# Work to do
Rewrite every line from the start through the line containing "359,209 -> 430,310", not only the answers, with each coordinate in the answers multiplied by 2.5 and rounded to a whole number, halves rounding up. Keep all other numbers, including the sample coordinates in the format instructions, unchanged.

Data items
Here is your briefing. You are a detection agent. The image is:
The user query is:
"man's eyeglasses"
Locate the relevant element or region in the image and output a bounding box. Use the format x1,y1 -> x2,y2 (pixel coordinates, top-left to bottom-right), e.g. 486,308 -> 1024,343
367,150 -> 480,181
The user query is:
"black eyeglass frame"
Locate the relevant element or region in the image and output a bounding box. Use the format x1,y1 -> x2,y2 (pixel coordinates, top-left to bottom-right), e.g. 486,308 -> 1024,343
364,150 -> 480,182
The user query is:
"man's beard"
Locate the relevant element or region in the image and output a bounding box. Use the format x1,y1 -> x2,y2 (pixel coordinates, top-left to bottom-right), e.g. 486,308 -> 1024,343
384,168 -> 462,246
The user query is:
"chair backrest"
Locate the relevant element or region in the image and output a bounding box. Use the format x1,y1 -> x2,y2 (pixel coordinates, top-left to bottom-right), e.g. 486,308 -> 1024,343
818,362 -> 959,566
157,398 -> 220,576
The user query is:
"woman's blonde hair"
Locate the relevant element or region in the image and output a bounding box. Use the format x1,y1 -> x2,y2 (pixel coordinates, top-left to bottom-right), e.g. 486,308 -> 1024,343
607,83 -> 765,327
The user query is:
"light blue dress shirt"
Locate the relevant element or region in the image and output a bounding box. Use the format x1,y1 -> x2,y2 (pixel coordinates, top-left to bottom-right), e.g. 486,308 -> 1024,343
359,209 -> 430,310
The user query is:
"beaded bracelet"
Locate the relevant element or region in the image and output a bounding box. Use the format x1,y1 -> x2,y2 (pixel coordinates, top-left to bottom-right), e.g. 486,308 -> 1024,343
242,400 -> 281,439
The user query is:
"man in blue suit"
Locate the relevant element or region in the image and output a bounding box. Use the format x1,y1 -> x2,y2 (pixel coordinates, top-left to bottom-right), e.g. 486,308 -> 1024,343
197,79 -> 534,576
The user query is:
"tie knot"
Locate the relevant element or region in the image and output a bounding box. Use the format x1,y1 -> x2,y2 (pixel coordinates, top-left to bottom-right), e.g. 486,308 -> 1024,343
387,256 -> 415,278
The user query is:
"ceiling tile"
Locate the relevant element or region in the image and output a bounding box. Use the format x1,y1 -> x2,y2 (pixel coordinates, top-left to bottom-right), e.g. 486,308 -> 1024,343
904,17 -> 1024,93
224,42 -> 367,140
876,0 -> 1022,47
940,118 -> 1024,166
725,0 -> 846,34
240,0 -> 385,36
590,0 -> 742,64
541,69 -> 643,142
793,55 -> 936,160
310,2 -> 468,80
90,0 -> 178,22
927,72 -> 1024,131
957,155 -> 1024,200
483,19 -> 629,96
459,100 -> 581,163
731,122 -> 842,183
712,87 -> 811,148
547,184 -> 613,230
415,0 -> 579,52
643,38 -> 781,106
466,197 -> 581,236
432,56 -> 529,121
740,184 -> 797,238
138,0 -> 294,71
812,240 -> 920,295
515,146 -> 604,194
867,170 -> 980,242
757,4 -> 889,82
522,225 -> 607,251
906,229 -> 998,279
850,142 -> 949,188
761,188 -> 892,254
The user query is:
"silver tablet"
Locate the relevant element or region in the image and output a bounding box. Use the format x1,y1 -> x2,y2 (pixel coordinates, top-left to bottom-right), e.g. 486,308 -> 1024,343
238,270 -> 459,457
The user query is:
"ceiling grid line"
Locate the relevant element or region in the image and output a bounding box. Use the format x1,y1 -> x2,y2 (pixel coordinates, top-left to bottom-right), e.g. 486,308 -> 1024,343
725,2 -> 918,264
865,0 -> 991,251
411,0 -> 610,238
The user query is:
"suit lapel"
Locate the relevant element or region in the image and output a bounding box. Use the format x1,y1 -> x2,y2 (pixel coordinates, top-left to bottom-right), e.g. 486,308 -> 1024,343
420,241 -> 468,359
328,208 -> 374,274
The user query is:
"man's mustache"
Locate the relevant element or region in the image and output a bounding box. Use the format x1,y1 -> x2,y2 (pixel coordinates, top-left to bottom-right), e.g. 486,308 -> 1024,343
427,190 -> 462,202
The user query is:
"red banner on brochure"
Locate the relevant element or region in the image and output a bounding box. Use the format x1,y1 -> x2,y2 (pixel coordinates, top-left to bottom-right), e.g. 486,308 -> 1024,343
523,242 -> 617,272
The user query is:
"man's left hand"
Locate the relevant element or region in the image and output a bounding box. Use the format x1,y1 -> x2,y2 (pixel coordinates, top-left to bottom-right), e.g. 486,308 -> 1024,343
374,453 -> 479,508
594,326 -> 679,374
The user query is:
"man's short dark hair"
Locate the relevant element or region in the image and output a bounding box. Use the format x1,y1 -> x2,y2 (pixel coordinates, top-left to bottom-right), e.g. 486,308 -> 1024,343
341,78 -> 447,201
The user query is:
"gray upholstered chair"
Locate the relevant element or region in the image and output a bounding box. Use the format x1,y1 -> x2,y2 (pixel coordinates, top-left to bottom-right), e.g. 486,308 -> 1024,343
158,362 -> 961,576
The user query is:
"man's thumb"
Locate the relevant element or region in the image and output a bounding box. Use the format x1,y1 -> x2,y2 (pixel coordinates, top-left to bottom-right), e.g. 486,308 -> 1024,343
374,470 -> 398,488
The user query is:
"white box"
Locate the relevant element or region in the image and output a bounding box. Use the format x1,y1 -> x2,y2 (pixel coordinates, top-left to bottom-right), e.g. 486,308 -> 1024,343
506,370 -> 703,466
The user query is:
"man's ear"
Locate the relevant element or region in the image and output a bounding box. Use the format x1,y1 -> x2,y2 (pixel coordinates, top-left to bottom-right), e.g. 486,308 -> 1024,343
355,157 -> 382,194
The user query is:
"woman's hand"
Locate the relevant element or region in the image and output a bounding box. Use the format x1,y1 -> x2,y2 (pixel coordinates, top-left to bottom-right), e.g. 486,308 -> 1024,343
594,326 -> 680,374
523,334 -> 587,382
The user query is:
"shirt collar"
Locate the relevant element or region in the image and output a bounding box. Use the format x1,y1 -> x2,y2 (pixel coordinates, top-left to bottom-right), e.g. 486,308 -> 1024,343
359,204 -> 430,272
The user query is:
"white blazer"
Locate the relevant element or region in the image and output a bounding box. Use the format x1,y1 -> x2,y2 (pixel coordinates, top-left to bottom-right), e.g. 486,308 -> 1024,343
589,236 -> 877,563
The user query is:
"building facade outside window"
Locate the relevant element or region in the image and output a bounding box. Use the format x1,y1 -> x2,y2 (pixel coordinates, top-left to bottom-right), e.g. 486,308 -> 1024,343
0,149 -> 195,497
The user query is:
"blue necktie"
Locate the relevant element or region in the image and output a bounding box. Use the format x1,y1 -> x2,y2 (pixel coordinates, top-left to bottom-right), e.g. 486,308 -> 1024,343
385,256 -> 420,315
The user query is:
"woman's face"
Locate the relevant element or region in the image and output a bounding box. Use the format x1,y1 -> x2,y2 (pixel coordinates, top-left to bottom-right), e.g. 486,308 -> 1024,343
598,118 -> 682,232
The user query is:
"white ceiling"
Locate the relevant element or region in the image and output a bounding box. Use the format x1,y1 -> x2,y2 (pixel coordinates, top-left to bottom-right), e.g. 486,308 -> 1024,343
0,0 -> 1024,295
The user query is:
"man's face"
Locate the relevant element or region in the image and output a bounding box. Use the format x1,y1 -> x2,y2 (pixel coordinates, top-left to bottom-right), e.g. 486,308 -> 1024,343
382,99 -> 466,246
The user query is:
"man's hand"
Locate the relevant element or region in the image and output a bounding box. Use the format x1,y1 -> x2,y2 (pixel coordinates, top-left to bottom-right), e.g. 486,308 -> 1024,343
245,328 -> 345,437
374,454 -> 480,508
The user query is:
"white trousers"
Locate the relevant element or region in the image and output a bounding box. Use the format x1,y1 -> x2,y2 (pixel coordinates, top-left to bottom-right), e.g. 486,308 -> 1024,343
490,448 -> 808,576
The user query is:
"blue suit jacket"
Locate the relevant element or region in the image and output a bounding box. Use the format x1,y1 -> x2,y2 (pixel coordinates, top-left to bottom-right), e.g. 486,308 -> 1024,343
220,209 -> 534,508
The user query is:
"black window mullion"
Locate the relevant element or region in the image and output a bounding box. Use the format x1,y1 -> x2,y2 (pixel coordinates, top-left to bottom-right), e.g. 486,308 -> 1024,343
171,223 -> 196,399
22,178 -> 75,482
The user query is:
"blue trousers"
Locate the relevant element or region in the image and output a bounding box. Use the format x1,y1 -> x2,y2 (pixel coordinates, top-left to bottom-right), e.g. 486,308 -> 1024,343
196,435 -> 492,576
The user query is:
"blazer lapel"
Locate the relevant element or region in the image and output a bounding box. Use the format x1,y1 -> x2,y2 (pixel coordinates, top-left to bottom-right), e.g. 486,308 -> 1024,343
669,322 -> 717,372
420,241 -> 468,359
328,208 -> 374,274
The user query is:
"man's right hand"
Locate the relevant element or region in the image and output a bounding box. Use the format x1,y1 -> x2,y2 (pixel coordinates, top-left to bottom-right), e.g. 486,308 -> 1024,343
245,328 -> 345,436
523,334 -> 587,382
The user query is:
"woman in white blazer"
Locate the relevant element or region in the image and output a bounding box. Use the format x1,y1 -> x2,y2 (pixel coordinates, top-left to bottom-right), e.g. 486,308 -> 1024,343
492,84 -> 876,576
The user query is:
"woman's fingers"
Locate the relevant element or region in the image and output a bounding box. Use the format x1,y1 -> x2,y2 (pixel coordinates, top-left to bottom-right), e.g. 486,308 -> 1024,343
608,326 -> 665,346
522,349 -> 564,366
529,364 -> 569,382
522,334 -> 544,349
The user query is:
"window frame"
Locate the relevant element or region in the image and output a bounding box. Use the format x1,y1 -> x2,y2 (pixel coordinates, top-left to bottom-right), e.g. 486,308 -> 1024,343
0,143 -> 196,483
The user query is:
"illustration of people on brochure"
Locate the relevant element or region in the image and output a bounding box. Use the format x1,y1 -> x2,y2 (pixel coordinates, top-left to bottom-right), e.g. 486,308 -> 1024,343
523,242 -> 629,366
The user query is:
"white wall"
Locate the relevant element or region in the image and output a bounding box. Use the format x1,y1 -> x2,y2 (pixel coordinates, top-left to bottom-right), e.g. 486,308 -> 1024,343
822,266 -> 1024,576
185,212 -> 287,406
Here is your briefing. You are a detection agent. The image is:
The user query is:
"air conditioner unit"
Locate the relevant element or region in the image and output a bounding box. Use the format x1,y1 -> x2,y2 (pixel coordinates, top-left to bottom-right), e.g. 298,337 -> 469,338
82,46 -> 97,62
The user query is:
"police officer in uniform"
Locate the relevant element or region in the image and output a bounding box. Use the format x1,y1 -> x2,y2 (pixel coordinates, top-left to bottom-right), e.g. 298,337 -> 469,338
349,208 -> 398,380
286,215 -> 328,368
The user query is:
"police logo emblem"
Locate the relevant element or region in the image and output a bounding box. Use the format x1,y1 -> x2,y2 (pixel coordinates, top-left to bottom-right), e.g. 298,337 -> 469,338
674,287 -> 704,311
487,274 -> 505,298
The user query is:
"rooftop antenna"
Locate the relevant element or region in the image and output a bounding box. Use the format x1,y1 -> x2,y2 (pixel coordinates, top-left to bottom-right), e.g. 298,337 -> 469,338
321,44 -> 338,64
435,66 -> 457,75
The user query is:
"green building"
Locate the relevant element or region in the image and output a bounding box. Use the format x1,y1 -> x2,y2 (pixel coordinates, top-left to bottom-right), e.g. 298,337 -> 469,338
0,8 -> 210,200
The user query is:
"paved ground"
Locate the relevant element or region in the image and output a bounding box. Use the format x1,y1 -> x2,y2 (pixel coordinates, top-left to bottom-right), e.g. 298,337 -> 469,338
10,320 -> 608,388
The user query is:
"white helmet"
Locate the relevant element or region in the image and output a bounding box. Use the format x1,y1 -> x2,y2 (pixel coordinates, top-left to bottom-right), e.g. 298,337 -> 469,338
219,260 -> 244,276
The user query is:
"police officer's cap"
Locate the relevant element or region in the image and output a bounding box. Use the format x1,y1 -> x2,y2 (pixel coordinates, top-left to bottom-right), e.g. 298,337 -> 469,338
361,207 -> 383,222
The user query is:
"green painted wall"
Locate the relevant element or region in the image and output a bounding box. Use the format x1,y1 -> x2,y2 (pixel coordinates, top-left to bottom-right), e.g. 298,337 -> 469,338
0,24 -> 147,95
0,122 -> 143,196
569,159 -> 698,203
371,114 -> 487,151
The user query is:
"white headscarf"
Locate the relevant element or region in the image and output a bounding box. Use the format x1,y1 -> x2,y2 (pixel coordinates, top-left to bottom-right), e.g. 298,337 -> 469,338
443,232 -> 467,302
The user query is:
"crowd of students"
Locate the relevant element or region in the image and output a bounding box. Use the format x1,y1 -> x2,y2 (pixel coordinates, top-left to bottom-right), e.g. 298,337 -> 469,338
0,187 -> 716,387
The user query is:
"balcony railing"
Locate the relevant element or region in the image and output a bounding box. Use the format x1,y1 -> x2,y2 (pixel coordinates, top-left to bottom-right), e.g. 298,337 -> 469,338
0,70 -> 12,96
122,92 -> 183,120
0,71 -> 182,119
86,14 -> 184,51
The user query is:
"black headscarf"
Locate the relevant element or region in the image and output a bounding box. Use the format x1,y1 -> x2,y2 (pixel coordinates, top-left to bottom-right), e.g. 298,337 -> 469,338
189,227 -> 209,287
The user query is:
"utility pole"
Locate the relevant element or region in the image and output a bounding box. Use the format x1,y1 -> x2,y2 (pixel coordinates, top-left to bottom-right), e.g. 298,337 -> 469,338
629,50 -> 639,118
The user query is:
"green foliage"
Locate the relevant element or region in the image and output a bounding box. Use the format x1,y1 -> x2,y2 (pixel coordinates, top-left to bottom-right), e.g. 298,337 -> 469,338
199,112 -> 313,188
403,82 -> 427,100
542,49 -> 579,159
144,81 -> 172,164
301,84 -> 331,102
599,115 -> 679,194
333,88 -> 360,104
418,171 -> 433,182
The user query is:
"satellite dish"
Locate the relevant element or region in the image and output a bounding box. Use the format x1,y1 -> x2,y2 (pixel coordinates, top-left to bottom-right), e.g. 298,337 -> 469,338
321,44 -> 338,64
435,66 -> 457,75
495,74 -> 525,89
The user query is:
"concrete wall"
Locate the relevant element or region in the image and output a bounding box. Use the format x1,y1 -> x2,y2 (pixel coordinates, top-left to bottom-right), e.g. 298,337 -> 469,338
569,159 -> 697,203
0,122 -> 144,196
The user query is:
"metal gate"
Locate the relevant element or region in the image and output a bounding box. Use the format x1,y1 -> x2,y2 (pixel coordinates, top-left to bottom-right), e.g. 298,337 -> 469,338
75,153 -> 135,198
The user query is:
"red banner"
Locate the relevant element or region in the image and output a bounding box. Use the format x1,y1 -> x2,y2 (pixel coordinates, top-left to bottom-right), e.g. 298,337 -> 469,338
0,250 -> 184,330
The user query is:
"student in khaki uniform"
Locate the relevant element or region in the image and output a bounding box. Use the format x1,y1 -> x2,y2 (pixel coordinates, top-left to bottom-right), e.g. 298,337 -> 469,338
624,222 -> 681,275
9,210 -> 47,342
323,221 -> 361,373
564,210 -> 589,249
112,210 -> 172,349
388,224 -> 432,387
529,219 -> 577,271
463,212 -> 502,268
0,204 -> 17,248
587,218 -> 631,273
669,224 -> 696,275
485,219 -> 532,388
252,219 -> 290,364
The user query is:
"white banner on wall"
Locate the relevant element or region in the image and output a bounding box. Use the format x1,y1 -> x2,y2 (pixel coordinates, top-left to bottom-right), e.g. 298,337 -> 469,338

# Written reply
Here is your briefing. You are a detection agent. The image is:
The user query is:
"man's eyeglasses"
Locate the relevant element or region in the image and output a bounding box. Use the format x1,y1 -> x2,y2 (pixel coordinates, top-left to bottom-right), e.g. 486,308 -> 1024,343
918,375 -> 1200,453
The user query is:
"black eyeglass frame"
Locate the relevant element or region in the image and output a bounding box. Use the format x1,y1 -> x2,y2 (pixel coordinates, top-left to bottom-right), e.g. 486,308 -> 1024,343
910,375 -> 1200,455
The user query is:
"man's beard"
Locate the relevant element or region in the image and output a bounding box. Use the format x1,y1 -> x2,y2 (pixel coordinates, top-left to bottom-right), e.g. 486,308 -> 1024,343
960,420 -> 1155,615
The user query is:
"chair backrest"
Locate the relevant element or region in the image and output a bounding box. Use the format x1,y1 -> x2,y2 (pixel coordinates, top-left to bottom-right), e.g. 486,308 -> 1024,343
2045,905 -> 2398,1415
393,995 -> 550,1440
The user query is:
"woman's blonde hair"
Locate the relevant element or region in the image and output a bounding box. Use the format x1,y1 -> x2,y2 (pixel coordinates, top-left to bottom-right), e.g. 486,308 -> 1024,343
1518,208 -> 1913,818
The user query is:
"light blue dress shirt"
Locate the relevant element or region in the image and output a bounding box. Use the format x1,y1 -> x2,y2 (pixel coordinates, top-left to bottom-right), e.g. 486,308 -> 1024,343
898,523 -> 1075,775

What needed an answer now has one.